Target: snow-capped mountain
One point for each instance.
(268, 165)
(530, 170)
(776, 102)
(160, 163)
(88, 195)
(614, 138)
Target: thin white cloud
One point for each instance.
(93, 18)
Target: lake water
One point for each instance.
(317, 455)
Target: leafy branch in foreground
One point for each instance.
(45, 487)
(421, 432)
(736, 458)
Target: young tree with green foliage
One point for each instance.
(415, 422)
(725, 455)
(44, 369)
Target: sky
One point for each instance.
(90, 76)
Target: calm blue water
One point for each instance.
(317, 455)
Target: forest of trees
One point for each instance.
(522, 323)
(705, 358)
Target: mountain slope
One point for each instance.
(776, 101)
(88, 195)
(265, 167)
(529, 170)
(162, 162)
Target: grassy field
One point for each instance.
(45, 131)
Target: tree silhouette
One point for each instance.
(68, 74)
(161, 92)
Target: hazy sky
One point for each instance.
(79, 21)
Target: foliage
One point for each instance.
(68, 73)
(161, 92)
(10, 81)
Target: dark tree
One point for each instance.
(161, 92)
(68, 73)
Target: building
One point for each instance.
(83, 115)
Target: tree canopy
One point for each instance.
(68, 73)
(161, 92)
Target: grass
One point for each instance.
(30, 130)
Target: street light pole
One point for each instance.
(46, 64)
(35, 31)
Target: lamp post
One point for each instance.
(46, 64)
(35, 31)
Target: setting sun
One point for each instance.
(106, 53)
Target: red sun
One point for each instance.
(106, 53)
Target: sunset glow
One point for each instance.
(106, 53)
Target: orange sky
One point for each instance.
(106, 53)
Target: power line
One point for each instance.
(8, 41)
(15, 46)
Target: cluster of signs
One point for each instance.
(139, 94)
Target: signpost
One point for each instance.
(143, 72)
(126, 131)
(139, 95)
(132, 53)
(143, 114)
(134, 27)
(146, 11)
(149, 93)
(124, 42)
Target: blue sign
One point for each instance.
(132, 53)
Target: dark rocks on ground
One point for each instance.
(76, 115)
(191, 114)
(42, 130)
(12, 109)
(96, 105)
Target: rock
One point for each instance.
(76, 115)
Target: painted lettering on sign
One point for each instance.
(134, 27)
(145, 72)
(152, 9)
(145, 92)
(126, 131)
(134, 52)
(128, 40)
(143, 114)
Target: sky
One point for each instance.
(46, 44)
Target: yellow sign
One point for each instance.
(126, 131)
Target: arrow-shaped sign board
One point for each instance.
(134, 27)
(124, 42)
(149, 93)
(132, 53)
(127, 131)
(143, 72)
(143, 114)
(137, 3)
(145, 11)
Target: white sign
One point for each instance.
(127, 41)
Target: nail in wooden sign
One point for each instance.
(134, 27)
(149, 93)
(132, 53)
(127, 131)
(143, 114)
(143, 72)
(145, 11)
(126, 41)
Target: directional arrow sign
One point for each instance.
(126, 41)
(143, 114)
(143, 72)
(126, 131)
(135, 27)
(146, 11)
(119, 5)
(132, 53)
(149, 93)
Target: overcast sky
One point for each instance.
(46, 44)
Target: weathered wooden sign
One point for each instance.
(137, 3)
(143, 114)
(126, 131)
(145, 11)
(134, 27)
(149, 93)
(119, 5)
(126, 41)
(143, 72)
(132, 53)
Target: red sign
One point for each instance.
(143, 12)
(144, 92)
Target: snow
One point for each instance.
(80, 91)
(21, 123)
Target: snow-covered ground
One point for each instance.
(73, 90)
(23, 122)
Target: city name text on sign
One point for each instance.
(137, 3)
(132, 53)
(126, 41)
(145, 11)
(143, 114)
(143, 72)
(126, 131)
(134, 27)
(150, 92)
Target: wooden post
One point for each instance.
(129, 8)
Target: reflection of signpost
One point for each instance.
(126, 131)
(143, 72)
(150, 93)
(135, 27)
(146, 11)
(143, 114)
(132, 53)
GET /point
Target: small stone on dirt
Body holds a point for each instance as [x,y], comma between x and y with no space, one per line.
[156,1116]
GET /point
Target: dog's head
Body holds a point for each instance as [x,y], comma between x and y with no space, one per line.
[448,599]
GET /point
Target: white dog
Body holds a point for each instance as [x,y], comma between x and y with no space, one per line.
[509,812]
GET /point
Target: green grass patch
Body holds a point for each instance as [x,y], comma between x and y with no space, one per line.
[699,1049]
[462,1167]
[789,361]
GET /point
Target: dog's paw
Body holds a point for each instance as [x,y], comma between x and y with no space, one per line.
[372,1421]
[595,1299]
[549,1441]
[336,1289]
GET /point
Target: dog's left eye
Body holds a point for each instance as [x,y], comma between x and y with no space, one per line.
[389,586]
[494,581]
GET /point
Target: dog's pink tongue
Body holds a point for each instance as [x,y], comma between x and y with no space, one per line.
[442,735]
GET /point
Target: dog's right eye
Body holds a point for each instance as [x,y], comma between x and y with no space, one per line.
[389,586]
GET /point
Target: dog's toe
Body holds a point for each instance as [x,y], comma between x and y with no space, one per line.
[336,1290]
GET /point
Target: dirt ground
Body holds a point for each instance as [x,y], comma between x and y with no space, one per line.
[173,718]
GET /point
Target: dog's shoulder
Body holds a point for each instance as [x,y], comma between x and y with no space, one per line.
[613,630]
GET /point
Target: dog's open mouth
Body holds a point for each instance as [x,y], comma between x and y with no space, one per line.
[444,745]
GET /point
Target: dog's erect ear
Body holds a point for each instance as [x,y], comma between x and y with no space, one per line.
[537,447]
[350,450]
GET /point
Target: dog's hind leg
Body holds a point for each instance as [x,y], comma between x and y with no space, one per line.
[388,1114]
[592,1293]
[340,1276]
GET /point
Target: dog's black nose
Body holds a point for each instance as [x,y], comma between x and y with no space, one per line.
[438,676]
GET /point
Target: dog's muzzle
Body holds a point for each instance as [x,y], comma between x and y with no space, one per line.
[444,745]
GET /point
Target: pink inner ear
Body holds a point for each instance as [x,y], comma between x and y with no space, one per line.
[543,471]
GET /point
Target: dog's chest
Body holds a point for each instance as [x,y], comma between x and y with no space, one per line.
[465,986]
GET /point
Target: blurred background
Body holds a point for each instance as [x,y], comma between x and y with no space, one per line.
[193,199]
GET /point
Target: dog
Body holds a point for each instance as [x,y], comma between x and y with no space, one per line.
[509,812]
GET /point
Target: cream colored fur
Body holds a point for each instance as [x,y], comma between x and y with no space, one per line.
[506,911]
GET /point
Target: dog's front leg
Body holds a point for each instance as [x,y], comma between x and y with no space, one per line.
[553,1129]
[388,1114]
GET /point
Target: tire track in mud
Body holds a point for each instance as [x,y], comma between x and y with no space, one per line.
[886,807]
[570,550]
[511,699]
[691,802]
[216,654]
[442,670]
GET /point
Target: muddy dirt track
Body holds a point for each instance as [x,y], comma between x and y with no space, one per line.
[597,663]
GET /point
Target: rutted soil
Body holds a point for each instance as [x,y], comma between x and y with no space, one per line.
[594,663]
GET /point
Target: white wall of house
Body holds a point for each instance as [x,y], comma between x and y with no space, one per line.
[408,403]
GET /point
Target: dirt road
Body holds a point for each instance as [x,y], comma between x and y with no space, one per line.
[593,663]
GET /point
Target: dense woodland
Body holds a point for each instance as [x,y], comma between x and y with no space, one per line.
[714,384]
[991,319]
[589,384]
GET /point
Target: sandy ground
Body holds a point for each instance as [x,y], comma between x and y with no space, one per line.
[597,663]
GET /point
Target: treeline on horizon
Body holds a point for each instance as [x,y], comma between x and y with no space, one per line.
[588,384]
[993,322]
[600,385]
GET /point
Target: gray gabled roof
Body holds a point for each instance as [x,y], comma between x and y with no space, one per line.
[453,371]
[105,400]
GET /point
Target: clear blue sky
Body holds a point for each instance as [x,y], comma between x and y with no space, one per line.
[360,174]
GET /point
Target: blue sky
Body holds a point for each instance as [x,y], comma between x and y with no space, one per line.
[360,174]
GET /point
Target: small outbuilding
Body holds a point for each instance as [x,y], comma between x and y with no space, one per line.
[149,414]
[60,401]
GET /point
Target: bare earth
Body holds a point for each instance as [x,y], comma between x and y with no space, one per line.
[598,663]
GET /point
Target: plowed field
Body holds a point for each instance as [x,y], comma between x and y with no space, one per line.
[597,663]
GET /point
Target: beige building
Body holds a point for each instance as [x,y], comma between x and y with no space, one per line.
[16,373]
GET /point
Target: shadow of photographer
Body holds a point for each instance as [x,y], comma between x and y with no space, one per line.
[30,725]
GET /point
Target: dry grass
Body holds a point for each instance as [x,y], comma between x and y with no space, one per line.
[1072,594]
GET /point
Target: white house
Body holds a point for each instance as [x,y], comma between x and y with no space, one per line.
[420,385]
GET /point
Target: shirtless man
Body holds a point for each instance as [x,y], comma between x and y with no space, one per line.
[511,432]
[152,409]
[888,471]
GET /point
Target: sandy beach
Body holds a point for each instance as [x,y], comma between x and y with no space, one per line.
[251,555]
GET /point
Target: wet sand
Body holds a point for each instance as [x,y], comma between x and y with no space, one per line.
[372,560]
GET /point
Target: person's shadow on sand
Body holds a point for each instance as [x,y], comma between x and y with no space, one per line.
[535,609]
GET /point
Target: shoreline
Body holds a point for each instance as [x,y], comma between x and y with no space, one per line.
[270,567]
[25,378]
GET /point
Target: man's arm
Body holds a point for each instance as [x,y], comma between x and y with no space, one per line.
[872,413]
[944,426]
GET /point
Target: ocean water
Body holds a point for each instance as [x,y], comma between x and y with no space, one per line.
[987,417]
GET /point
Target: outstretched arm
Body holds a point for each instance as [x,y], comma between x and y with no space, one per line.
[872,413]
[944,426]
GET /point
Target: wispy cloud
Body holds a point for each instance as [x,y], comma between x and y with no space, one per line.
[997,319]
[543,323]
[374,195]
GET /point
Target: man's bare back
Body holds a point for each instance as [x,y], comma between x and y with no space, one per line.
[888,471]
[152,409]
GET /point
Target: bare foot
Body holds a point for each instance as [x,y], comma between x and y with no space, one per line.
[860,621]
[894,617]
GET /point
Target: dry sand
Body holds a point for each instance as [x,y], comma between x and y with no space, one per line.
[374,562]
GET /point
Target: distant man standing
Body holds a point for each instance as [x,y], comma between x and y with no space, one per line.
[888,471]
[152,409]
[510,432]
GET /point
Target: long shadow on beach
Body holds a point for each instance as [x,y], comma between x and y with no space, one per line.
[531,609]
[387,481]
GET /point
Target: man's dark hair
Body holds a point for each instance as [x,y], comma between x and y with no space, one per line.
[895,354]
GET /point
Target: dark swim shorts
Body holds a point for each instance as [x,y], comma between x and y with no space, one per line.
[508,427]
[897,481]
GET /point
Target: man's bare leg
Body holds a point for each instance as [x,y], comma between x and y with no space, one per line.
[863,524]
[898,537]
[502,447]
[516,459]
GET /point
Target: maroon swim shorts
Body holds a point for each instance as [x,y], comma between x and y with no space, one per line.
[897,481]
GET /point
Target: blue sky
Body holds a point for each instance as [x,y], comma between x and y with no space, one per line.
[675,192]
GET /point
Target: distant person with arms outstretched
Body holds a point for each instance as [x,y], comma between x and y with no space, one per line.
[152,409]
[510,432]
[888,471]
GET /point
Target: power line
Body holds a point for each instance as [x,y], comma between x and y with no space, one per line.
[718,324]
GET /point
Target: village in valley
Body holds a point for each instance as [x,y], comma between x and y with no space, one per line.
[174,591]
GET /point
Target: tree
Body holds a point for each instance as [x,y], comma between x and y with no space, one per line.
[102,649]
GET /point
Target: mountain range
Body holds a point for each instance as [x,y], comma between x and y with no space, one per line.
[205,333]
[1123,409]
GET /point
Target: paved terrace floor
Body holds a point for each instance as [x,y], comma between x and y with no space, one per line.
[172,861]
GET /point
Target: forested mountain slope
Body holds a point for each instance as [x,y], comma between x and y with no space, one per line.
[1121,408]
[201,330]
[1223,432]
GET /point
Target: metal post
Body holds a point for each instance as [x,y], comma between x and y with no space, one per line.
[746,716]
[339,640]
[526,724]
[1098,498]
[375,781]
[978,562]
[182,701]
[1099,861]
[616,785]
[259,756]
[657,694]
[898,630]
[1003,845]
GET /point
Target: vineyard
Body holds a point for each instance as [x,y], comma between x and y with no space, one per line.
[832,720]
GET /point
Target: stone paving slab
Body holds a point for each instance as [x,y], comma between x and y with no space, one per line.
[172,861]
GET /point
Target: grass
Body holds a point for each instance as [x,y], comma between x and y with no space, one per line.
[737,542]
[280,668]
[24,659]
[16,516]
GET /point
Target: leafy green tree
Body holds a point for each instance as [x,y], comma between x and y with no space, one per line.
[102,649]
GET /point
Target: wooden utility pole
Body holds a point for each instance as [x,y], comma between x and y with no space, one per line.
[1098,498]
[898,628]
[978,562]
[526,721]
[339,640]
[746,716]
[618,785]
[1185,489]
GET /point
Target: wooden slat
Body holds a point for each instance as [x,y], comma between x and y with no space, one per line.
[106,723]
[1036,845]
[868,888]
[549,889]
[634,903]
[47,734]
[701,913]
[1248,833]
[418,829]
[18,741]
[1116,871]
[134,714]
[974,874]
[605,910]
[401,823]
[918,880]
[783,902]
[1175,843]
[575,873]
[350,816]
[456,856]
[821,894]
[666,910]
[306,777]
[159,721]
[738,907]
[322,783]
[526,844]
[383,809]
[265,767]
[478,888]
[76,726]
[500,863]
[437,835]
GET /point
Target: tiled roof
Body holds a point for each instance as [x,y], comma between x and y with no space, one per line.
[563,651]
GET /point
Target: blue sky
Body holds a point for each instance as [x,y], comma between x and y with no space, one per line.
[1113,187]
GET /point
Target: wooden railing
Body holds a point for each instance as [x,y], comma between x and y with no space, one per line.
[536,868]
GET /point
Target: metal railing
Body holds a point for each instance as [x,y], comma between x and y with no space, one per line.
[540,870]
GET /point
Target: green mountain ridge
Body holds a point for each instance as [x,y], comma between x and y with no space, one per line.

**EXERCISE DESCRIPTION:**
The number alone, please: how many lines in the data contain the string "track"?

**WRITTEN ANSWER:**
2